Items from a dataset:
++++++++++++++++++++

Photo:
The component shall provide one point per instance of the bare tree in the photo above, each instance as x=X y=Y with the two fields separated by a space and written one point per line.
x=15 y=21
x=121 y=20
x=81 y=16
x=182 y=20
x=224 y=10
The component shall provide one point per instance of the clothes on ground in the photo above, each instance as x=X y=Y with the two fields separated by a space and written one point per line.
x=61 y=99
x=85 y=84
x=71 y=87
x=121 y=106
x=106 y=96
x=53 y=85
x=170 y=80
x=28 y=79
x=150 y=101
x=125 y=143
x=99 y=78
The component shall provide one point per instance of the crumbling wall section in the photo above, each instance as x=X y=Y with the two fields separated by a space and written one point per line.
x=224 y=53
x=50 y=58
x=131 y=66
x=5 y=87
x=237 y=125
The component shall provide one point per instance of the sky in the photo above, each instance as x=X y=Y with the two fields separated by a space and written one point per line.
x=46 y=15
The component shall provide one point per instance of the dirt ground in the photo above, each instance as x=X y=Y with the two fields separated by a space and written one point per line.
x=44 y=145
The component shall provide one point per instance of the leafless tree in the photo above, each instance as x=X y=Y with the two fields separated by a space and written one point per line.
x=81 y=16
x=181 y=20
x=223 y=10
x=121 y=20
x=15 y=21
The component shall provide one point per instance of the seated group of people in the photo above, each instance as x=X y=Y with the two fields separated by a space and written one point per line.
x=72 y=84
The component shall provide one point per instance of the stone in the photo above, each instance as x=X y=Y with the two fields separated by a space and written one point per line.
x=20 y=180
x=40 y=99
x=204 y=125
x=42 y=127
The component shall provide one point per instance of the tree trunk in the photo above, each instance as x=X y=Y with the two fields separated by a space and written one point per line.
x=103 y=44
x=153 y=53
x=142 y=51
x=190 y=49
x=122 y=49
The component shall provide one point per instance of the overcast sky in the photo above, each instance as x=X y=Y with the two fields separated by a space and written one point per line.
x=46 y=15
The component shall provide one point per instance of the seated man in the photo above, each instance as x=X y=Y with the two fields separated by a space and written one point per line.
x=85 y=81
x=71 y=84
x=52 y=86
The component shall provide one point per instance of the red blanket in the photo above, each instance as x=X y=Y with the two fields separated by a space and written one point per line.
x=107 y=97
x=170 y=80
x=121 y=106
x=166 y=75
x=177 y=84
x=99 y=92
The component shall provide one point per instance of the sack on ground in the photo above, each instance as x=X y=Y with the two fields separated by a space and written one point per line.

++++++++++++++++++++

Only these are to be transcribed: the line with "The component shall provide one point per instance of the dirt" and every line after it through the last line of the entries, each exactly.

Answer box:
The component shall provide one point per instance of the dirt ground in the photo above, each instance as x=X y=Y with the two fields separated by a space and written one point per line.
x=44 y=145
The component shall provide one point per instance of the leafless tree in the photo above, each instance as x=X y=Y with the two fields separated by a space and written one point per line.
x=81 y=16
x=181 y=20
x=223 y=10
x=121 y=20
x=15 y=21
The component shall provide one point per instance of the seated group of people in the photo above, each instance as x=X y=Y with the two fields separated by a space and written one point per line.
x=72 y=84
The component shall provide one point per instance of the stone in the photo above, each instance as x=X y=Y with the two fields separated by a space and written one point per line.
x=20 y=180
x=40 y=99
x=204 y=125
x=42 y=127
The component shall provide one point per instance of the tree trunk in the photo above, each instance as x=X y=Y with the two fields separated by a space and written one point per line.
x=103 y=44
x=153 y=53
x=142 y=51
x=190 y=49
x=122 y=49
The component shall provide one point per instance of the overcast sky in the photo above, each instance as x=X y=Y with the two fields separated by a space and written one point per line.
x=46 y=15
The component shall provide one point per instance of the seated man in the photo above, each instance as x=X y=Y with the two fields separated by a space and written one point per line.
x=85 y=81
x=71 y=84
x=52 y=86
The component shall provide one point per instance of the red blanket in the photo above, each instance as x=X y=Y with the two fields separated by a space and written one point per line.
x=107 y=97
x=170 y=80
x=121 y=106
x=166 y=75
x=177 y=84
x=99 y=92
The component shall provide one point per instance of the sack on ground in the photo above, each instance as x=X y=Y with the two fields separated by a space and written one point per line.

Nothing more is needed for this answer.